Recorded data
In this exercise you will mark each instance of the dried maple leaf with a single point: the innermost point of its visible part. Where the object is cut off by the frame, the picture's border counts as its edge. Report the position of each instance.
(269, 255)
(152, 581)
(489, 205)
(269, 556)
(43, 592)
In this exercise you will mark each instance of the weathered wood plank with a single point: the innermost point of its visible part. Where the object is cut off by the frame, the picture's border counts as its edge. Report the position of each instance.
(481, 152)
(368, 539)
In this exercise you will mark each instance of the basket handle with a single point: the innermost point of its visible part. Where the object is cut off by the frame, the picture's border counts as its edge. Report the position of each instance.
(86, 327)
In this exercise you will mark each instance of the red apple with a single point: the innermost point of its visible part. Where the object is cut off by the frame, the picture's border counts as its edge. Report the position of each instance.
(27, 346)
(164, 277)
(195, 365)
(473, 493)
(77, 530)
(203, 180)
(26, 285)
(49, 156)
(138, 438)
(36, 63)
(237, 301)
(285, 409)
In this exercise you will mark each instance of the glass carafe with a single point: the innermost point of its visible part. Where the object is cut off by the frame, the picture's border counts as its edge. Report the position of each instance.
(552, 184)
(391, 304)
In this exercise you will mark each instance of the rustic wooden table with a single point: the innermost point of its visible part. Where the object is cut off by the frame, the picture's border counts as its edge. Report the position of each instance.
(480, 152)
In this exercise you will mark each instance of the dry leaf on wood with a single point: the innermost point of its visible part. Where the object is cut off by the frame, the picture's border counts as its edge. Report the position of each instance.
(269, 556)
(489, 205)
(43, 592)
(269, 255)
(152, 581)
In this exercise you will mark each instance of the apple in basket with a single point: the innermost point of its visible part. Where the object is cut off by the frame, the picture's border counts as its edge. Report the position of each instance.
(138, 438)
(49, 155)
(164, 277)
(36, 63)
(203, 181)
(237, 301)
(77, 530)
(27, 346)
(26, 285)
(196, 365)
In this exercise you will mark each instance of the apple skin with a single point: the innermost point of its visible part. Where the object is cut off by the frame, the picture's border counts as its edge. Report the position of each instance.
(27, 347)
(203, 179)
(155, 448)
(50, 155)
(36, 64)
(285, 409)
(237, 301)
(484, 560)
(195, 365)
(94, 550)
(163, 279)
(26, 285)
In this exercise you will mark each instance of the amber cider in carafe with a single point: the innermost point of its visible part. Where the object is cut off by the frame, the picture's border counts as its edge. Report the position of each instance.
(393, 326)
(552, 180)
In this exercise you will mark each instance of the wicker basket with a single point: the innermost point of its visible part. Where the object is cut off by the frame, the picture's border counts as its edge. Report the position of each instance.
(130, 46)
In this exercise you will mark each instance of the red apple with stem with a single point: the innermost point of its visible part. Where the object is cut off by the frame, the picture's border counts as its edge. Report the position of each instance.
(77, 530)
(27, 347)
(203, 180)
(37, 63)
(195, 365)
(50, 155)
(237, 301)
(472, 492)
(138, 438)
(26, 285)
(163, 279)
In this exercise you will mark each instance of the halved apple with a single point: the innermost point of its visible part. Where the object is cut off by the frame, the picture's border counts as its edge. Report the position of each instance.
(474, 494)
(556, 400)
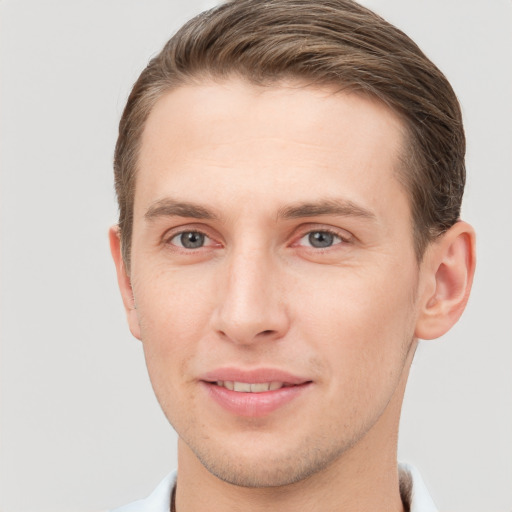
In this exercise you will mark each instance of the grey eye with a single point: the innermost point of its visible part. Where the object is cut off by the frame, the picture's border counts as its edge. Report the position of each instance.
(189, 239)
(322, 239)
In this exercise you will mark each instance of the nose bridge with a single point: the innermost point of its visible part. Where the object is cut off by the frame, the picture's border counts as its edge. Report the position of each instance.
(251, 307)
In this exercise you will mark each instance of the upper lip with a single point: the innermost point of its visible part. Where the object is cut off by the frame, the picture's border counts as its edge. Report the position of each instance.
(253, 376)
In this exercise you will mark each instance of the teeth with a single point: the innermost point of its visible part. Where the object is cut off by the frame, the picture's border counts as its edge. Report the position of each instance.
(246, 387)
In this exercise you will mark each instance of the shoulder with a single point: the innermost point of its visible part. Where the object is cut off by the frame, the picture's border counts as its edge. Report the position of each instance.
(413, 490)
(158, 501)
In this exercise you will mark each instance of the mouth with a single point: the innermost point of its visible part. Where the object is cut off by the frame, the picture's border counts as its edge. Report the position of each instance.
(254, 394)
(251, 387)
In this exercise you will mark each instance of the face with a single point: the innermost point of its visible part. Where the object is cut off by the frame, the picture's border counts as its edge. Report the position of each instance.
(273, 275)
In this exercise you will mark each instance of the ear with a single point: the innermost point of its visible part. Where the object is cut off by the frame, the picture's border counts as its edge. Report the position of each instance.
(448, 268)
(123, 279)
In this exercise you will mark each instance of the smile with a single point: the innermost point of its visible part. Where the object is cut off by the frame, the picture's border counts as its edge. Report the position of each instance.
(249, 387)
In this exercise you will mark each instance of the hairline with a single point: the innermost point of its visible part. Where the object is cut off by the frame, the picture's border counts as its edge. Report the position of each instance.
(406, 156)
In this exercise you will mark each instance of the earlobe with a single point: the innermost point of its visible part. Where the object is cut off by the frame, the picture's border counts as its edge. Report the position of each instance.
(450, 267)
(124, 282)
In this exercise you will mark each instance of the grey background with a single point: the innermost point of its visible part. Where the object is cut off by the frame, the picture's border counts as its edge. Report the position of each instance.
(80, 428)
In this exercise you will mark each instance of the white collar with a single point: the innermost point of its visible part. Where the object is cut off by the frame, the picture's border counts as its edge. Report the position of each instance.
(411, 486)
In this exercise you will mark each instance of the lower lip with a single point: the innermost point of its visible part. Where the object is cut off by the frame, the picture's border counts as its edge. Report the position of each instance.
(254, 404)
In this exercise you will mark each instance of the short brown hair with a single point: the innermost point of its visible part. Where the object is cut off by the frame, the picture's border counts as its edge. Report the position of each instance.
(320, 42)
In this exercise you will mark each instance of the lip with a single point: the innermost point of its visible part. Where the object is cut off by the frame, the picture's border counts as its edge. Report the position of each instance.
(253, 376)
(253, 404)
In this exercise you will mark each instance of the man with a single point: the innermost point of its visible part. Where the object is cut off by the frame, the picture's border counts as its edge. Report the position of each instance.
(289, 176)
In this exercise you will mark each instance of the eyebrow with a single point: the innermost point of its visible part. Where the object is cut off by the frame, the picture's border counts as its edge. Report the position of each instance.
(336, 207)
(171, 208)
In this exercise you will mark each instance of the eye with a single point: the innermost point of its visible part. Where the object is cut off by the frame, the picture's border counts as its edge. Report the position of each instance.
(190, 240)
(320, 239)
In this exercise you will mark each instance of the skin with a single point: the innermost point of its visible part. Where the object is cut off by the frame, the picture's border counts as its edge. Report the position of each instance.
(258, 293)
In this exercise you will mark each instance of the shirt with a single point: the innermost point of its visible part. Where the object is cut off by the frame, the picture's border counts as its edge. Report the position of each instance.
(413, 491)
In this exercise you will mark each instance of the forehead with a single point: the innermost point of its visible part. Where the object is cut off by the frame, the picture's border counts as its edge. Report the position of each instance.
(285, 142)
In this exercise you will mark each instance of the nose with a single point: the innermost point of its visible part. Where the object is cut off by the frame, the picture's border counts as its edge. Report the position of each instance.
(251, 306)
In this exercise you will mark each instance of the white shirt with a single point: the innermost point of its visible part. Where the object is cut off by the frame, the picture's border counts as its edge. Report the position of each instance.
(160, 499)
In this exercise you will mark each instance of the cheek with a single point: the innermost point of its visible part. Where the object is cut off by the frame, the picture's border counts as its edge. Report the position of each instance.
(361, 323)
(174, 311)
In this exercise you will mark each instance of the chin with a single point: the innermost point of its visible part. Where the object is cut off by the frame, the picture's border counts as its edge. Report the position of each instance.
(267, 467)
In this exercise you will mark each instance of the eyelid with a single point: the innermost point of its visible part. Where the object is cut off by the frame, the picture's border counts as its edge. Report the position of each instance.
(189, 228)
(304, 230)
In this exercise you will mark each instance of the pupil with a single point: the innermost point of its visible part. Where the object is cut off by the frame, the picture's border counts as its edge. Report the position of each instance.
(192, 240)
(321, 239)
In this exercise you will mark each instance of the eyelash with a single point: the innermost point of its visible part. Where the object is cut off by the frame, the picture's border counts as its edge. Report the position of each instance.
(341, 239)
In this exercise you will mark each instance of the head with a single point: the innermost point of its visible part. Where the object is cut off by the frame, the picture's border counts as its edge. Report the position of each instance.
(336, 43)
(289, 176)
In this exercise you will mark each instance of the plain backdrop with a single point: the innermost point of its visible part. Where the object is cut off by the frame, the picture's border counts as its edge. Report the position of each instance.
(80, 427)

--

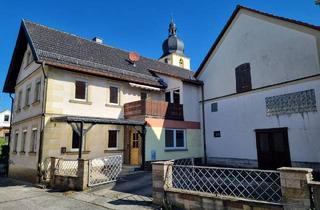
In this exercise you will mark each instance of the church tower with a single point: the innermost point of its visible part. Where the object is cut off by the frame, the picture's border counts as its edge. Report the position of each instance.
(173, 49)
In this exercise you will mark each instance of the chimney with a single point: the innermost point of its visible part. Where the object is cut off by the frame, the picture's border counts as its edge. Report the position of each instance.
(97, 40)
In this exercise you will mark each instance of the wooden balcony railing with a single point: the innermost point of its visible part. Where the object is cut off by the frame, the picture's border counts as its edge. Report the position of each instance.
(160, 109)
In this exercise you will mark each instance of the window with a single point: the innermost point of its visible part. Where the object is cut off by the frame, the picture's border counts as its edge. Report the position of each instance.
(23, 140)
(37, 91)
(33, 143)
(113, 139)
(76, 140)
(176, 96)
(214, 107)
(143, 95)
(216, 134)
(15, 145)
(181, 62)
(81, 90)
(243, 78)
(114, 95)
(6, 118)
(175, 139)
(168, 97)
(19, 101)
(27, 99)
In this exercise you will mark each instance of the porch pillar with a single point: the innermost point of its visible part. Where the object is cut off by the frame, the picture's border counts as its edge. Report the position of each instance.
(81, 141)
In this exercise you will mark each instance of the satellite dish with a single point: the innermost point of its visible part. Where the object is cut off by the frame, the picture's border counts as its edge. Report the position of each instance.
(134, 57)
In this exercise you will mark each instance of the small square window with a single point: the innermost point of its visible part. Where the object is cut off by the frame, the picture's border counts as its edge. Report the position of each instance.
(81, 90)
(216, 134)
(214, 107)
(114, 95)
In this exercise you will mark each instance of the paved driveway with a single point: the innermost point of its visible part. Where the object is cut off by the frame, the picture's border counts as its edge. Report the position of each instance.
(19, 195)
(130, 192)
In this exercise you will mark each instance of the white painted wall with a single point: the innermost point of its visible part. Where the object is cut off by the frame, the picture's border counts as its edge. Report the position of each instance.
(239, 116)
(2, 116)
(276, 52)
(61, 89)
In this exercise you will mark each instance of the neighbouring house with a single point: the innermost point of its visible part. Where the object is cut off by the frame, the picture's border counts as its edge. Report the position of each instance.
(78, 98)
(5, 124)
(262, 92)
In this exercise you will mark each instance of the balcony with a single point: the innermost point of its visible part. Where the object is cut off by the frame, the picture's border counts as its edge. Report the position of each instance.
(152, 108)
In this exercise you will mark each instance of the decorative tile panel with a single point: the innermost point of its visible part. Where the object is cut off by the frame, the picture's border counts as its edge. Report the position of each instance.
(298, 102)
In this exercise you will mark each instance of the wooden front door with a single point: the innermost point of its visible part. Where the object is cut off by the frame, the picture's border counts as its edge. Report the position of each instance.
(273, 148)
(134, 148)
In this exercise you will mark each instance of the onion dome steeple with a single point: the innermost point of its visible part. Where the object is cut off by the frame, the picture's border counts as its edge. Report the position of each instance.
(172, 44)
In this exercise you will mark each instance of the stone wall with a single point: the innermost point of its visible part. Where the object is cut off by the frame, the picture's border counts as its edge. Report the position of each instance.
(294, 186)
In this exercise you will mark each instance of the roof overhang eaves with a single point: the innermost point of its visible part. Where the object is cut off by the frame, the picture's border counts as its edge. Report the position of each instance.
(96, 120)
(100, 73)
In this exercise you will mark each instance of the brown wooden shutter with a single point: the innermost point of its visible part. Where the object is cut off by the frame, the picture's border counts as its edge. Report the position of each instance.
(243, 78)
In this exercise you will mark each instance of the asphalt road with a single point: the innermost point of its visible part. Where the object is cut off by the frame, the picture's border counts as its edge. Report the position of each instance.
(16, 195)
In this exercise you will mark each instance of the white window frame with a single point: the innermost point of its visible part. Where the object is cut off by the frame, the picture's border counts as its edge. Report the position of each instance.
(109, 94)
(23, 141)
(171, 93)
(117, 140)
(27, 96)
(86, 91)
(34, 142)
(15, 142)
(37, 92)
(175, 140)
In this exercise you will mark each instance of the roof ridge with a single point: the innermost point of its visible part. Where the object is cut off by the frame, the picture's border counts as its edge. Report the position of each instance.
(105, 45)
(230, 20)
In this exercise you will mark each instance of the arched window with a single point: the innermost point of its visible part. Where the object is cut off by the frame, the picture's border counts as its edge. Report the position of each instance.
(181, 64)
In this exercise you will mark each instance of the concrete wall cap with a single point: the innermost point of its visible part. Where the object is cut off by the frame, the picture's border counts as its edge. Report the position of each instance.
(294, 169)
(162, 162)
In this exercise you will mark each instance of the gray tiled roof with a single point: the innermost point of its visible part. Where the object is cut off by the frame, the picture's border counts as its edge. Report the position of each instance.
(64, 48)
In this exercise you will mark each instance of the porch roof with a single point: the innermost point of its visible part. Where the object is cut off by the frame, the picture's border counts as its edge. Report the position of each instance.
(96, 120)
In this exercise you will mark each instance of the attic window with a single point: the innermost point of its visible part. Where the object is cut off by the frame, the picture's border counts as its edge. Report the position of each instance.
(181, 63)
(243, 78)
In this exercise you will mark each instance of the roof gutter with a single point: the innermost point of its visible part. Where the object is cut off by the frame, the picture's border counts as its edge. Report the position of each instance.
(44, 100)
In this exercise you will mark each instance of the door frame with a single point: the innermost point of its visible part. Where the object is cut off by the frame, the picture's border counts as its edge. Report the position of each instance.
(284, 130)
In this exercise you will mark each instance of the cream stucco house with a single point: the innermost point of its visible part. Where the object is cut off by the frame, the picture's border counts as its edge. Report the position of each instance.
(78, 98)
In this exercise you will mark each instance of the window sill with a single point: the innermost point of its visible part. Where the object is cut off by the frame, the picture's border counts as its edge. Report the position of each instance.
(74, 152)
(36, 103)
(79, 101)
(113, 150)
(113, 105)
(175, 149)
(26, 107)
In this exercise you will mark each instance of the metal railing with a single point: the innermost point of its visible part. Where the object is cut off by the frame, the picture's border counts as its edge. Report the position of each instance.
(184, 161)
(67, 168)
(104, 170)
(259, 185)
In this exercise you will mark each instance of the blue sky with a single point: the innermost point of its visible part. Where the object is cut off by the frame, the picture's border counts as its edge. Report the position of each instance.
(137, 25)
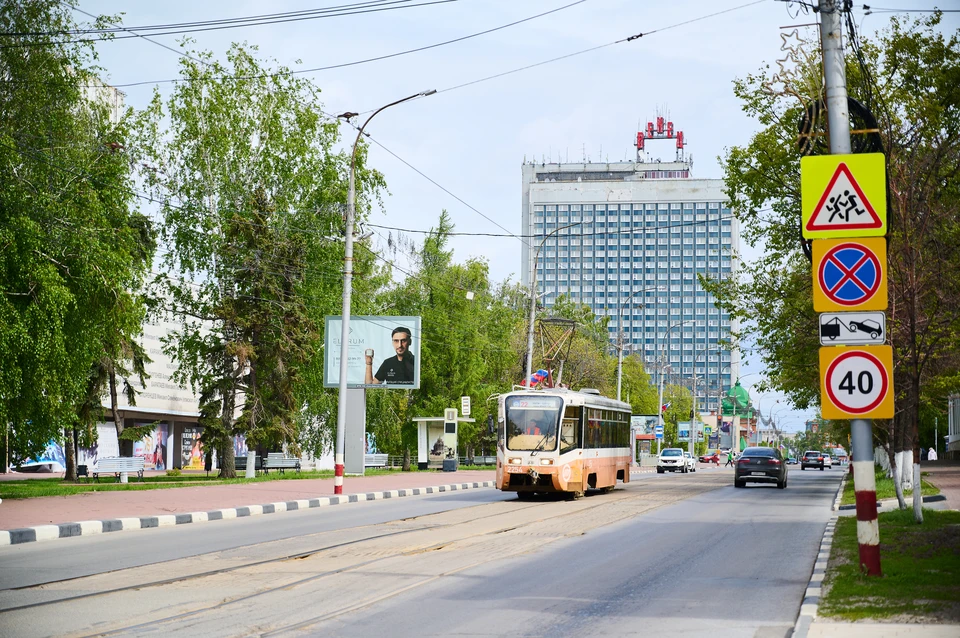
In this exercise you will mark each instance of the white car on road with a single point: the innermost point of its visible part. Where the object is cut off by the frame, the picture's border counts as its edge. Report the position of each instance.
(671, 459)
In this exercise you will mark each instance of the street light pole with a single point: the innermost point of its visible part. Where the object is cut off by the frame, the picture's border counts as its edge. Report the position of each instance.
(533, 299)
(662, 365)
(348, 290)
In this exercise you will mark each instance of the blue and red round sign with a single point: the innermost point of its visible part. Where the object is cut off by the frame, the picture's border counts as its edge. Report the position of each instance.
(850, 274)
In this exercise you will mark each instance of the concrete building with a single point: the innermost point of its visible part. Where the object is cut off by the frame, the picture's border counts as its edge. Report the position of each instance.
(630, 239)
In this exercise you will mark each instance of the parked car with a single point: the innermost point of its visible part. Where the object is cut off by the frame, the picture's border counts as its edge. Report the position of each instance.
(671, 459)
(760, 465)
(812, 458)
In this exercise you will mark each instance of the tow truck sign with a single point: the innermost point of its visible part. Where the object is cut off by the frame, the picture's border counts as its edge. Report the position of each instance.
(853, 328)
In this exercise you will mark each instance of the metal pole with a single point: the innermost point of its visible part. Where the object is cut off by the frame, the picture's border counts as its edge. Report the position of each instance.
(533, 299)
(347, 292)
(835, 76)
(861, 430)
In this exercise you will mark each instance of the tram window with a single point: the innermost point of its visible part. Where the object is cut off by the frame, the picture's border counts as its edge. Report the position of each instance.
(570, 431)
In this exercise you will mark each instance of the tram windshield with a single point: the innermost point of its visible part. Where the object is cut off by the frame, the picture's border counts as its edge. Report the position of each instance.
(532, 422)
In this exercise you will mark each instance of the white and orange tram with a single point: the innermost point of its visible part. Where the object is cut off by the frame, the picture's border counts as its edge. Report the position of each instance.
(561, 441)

...

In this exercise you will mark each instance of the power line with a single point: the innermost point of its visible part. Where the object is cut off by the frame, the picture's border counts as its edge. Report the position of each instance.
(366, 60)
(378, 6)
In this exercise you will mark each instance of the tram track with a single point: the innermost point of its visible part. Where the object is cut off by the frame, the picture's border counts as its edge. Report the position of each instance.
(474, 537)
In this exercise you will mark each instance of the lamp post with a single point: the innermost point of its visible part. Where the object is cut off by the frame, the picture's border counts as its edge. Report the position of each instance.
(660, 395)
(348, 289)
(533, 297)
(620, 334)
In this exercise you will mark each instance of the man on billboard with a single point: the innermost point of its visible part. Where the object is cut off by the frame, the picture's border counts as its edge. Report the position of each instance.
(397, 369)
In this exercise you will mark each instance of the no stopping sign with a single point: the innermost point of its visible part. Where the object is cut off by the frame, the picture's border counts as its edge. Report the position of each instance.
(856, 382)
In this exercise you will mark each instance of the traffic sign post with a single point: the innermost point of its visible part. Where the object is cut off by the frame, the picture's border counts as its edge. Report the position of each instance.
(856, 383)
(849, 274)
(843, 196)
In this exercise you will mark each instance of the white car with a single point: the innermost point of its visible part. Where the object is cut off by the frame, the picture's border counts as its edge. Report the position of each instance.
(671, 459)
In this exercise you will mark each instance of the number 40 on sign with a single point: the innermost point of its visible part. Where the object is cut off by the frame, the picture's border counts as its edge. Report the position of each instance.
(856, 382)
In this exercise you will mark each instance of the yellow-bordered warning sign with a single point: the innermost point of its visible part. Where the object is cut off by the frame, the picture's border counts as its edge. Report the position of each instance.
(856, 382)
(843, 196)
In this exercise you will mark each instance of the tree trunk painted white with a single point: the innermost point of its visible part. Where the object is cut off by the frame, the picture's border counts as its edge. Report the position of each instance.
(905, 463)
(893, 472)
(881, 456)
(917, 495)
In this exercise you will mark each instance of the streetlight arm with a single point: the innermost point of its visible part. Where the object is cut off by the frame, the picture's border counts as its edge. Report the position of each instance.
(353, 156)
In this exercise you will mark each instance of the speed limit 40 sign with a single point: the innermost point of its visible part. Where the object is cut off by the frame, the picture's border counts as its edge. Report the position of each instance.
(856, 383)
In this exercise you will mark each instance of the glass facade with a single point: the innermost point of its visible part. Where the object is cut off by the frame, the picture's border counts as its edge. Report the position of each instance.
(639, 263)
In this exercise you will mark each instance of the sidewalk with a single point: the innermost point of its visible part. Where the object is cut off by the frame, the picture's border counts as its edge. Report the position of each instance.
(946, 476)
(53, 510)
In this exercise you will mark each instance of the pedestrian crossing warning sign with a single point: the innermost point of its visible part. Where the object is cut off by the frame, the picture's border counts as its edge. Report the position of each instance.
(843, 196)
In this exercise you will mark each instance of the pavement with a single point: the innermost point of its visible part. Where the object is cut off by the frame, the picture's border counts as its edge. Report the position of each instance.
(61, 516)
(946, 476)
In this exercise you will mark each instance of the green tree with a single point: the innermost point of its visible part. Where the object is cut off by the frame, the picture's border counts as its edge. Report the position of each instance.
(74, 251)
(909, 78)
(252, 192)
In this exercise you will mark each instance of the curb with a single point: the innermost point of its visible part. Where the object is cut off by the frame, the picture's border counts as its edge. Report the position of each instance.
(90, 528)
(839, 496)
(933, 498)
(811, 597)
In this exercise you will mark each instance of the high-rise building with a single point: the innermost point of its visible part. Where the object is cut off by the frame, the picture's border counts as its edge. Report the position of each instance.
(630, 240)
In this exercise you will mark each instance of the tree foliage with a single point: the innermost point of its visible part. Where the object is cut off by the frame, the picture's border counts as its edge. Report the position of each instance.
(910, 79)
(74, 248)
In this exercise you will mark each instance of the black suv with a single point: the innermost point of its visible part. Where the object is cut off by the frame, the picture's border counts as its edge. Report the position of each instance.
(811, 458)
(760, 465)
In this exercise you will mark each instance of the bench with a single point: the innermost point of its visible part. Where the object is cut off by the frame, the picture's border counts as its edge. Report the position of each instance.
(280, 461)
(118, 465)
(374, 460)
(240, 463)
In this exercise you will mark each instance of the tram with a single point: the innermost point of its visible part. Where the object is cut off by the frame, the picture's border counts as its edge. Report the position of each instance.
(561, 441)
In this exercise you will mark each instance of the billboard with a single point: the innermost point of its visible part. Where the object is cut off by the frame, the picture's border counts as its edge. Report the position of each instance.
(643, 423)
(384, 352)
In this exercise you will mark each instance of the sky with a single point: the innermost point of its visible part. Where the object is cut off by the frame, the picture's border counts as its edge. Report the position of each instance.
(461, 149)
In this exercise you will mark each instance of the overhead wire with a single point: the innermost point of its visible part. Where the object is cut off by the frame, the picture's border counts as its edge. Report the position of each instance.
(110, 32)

▶ [WHAT YOU NEED TO DO]: State how many lines of the records contain the string "door". Give only the number.

▶ [PROBLEM SOLUTION]: 2